» What to do: Repeat every line of the items below without any change, but leave out the pictures.
%%
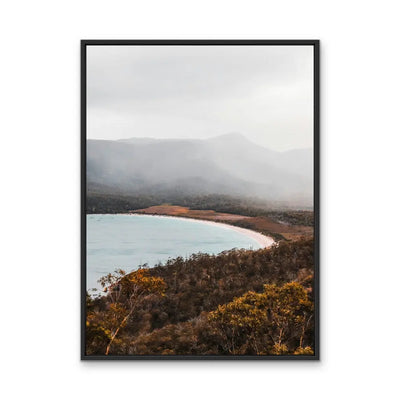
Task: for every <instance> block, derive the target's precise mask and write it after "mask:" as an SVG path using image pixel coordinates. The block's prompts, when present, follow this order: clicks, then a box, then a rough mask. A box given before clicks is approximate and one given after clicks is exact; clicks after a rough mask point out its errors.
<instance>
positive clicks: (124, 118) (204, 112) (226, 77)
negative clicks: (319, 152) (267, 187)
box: [87, 46, 313, 150]
mask: <svg viewBox="0 0 400 400" xmlns="http://www.w3.org/2000/svg"><path fill="white" fill-rule="evenodd" d="M312 51H313V49H312V47H311V46H88V53H87V54H88V57H87V66H88V69H87V83H88V91H87V93H88V103H87V104H88V137H89V138H102V139H119V138H123V137H133V136H137V137H200V138H201V137H209V136H213V135H218V134H223V133H227V132H231V131H236V132H241V133H243V134H244V135H246V136H247V137H248V138H249V139H251V140H254V141H255V142H257V143H259V144H262V145H264V146H266V147H269V148H272V149H278V150H285V149H289V148H295V147H311V146H312V127H313V110H312V108H313V107H312V103H313V94H312V92H313V79H312V78H313V77H312V65H313V59H312Z"/></svg>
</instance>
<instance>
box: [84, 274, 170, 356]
mask: <svg viewBox="0 0 400 400" xmlns="http://www.w3.org/2000/svg"><path fill="white" fill-rule="evenodd" d="M99 282H100V284H101V285H102V287H103V288H104V292H106V293H107V295H108V297H109V299H110V300H111V301H110V303H109V304H108V307H107V309H106V311H105V312H102V313H101V314H102V315H101V316H100V318H96V315H93V312H88V318H87V324H88V326H91V327H92V328H91V330H90V332H91V333H92V334H94V333H101V334H102V335H103V336H102V337H104V335H105V336H106V337H107V339H108V343H107V346H106V349H105V355H108V354H109V352H110V349H111V346H112V344H113V343H114V341H115V340H116V338H117V335H118V333H119V332H120V330H121V329H122V328H123V327H124V326H125V325H126V323H127V321H128V320H129V317H130V316H131V315H132V314H133V312H134V311H135V310H136V309H137V307H138V305H139V304H140V303H141V301H142V300H143V299H144V298H146V296H148V295H150V294H159V295H163V294H164V291H165V288H166V285H165V282H164V280H163V279H162V278H158V277H153V276H151V275H150V273H149V271H148V270H147V269H145V268H140V269H138V270H137V271H135V272H132V273H129V274H126V272H125V271H124V270H122V269H118V270H115V273H113V274H108V275H106V276H104V277H103V278H101V279H100V280H99ZM99 321H101V323H100V322H99Z"/></svg>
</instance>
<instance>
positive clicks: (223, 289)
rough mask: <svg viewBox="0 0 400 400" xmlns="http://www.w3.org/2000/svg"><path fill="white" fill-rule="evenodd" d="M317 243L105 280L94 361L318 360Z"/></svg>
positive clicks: (88, 310)
mask: <svg viewBox="0 0 400 400" xmlns="http://www.w3.org/2000/svg"><path fill="white" fill-rule="evenodd" d="M313 274H314V257H313V241H312V240H300V241H296V242H291V243H287V242H281V243H279V245H277V246H274V247H273V248H270V249H262V250H258V251H245V250H233V251H229V252H224V253H222V254H220V255H217V256H212V255H207V254H197V255H192V256H191V257H190V258H189V259H183V258H177V259H174V260H170V261H169V262H168V263H166V264H165V265H159V266H156V267H155V268H151V269H147V268H146V266H144V267H143V268H142V269H140V270H138V271H136V272H133V273H131V274H127V275H126V274H125V272H124V271H118V272H117V273H116V274H115V275H109V276H107V277H105V278H104V280H103V284H104V287H105V288H106V290H107V291H106V296H100V297H98V298H96V299H93V298H90V297H87V330H86V336H87V337H86V346H87V347H86V352H87V354H89V355H96V354H97V355H101V354H103V355H104V354H117V355H127V354H131V355H140V354H142V355H148V354H165V355H168V354H191V355H207V354H219V355H243V354H247V355H257V354H259V355H262V354H264V355H265V354H276V355H279V354H299V355H301V354H313V348H314V333H313V332H314V311H313V304H314V302H313V293H314V292H313Z"/></svg>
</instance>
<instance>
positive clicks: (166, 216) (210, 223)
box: [123, 213, 275, 248]
mask: <svg viewBox="0 0 400 400" xmlns="http://www.w3.org/2000/svg"><path fill="white" fill-rule="evenodd" d="M123 215H140V216H148V217H159V218H174V219H186V220H189V221H195V222H198V223H200V224H205V225H214V226H219V227H221V228H225V229H230V230H233V231H235V232H239V233H242V234H243V235H246V236H247V237H250V238H252V239H254V240H255V241H256V242H257V243H258V244H259V245H260V246H261V247H262V248H267V247H271V246H272V245H273V244H274V243H275V240H274V239H273V238H272V237H269V236H265V235H263V234H262V233H259V232H256V231H253V230H251V229H246V228H241V227H239V226H235V225H230V224H225V223H223V222H215V221H209V220H206V219H197V218H187V217H178V216H172V215H160V214H142V213H129V214H123Z"/></svg>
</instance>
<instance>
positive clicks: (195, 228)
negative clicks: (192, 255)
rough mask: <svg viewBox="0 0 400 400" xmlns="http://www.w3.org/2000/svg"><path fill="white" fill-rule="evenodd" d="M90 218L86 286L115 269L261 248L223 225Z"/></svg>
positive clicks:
%%
» Task response:
Task: for every <instance> block, derive the target's precise mask and write it after "mask:" as an SVG path using image pixel coordinates. The block's prompts, when present, follow this order: clicks, then a box, then a rough mask. A box given before clicks is approximate and one given after clicks is exact; clicks after a rough mask point out its errors.
<instance>
positive clicks: (124, 118) (204, 112) (226, 77)
negative clicks: (319, 152) (267, 187)
box: [87, 46, 313, 150]
mask: <svg viewBox="0 0 400 400" xmlns="http://www.w3.org/2000/svg"><path fill="white" fill-rule="evenodd" d="M312 51H313V49H312V47H311V46H88V53H87V54H88V57H87V66H88V69H87V83H88V91H87V93H88V103H87V104H88V137H89V138H102V139H119V138H123V137H133V136H137V137H200V138H201V137H209V136H213V135H218V134H223V133H227V132H231V131H236V132H241V133H243V134H244V135H246V136H247V137H248V138H249V139H251V140H254V141H255V142H257V143H259V144H262V145H264V146H266V147H269V148H272V149H278V150H285V149H289V148H295V147H311V146H312V127H313V110H312V108H313V107H312V103H313V94H312V92H313V79H312V78H313V77H312V65H313V59H312Z"/></svg>
</instance>
<instance>
box: [84, 274, 170, 356]
mask: <svg viewBox="0 0 400 400" xmlns="http://www.w3.org/2000/svg"><path fill="white" fill-rule="evenodd" d="M99 282H100V284H101V285H102V287H103V288H104V292H106V293H107V295H108V297H109V299H110V300H111V301H110V303H109V304H108V307H107V309H106V311H105V312H102V313H101V314H102V315H101V316H100V318H96V315H93V312H88V318H87V324H88V326H91V327H92V328H91V330H90V332H91V333H92V334H94V333H101V334H102V335H103V336H102V337H104V335H105V336H106V337H107V339H108V343H107V346H106V349H105V355H108V354H109V352H110V349H111V346H112V344H113V343H114V341H115V340H116V338H117V335H118V333H119V332H120V330H121V329H122V328H123V327H124V326H125V325H126V323H127V321H128V320H129V317H130V316H131V315H132V314H133V312H134V311H135V310H136V309H137V307H138V305H139V304H140V303H141V301H142V300H143V299H144V298H146V296H148V295H150V294H159V295H163V294H164V291H165V288H166V285H165V282H164V280H163V279H162V278H158V277H153V276H151V275H150V273H149V271H148V270H147V269H145V268H140V269H138V270H137V271H135V272H132V273H129V274H126V272H125V271H124V270H122V269H118V270H115V273H113V274H108V275H106V276H104V277H103V278H101V279H100V280H99ZM99 321H101V323H100V322H99Z"/></svg>
</instance>
<instance>
positive clicks: (223, 289)
rough mask: <svg viewBox="0 0 400 400" xmlns="http://www.w3.org/2000/svg"><path fill="white" fill-rule="evenodd" d="M317 243L105 280L94 361L318 360Z"/></svg>
positive clicks: (88, 310)
mask: <svg viewBox="0 0 400 400" xmlns="http://www.w3.org/2000/svg"><path fill="white" fill-rule="evenodd" d="M313 274H314V257H313V241H312V240H300V241H296V242H291V243H287V242H281V243H279V245H277V246H274V247H273V248H270V249H262V250H258V251H245V250H233V251H229V252H224V253H222V254H220V255H217V256H212V255H207V254H197V255H192V256H191V257H190V258H189V259H183V258H177V259H174V260H170V261H169V262H168V263H166V264H165V265H159V266H156V267H155V268H151V269H147V268H146V266H144V267H143V268H142V269H140V270H138V271H136V272H133V273H131V274H127V275H126V274H125V272H124V271H118V272H117V273H116V274H115V275H109V276H107V277H105V278H104V280H103V284H104V287H105V288H106V290H107V291H106V296H100V297H98V298H96V299H93V298H90V297H87V330H86V336H87V337H86V346H87V347H86V352H87V354H89V355H96V354H97V355H101V354H103V355H104V354H117V355H127V354H131V355H140V354H142V355H148V354H165V355H168V354H191V355H207V354H219V355H243V354H247V355H257V354H259V355H262V354H264V355H265V354H276V355H279V354H299V355H301V354H313V348H314V333H313V332H314V311H313V304H314V302H313V293H314V292H313Z"/></svg>
</instance>
<instance>
positive clicks: (166, 216) (210, 223)
box: [123, 213, 275, 248]
mask: <svg viewBox="0 0 400 400" xmlns="http://www.w3.org/2000/svg"><path fill="white" fill-rule="evenodd" d="M123 215H140V216H148V217H159V218H174V219H186V220H189V221H195V222H198V223H200V224H205V225H214V226H219V227H221V228H225V229H230V230H233V231H235V232H239V233H242V234H243V235H246V236H247V237H250V238H252V239H254V240H255V241H256V242H257V243H258V244H259V245H260V246H261V247H262V248H267V247H271V246H272V245H273V244H274V243H275V240H274V239H273V238H272V237H269V236H265V235H263V234H262V233H259V232H256V231H253V230H251V229H246V228H241V227H239V226H235V225H230V224H225V223H223V222H215V221H209V220H206V219H197V218H187V217H178V216H172V215H160V214H142V213H129V214H123Z"/></svg>
</instance>
<instance>
positive clicks: (195, 228)
negative clicks: (192, 255)
rough mask: <svg viewBox="0 0 400 400" xmlns="http://www.w3.org/2000/svg"><path fill="white" fill-rule="evenodd" d="M90 218L86 286L115 269L261 248L223 225Z"/></svg>
positive clicks:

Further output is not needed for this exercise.